Aim >> Count the lines of the material below that contain the string "wooden", treating uppercase and lowercase as different. Reply with the number only.

(Records from a data collection)
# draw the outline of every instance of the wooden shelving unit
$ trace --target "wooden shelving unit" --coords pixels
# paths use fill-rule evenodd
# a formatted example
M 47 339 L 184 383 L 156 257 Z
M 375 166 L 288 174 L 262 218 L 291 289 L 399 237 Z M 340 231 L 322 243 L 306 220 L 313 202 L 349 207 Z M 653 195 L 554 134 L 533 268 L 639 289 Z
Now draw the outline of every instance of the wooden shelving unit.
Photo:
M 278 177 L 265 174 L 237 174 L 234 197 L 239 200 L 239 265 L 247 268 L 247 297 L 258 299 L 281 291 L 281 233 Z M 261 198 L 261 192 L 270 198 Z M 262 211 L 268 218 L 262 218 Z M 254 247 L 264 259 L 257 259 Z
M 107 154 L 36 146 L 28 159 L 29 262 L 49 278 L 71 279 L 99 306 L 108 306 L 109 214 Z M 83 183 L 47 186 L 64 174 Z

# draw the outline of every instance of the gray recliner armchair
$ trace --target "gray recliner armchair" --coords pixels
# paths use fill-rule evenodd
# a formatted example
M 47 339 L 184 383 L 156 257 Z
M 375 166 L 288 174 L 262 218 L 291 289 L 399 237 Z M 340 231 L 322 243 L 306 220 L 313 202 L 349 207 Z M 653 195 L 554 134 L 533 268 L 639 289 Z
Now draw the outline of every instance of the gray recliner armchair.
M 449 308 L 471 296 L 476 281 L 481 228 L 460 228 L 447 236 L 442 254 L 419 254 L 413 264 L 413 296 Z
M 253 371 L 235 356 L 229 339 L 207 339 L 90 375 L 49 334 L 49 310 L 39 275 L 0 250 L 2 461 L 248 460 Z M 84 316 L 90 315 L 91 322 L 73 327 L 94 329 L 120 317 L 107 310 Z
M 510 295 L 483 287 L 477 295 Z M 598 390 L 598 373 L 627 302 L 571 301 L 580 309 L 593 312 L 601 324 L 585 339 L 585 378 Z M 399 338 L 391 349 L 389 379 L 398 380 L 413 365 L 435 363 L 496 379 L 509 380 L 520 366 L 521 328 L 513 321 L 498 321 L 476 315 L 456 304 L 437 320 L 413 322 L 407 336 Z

Exercise result >> 3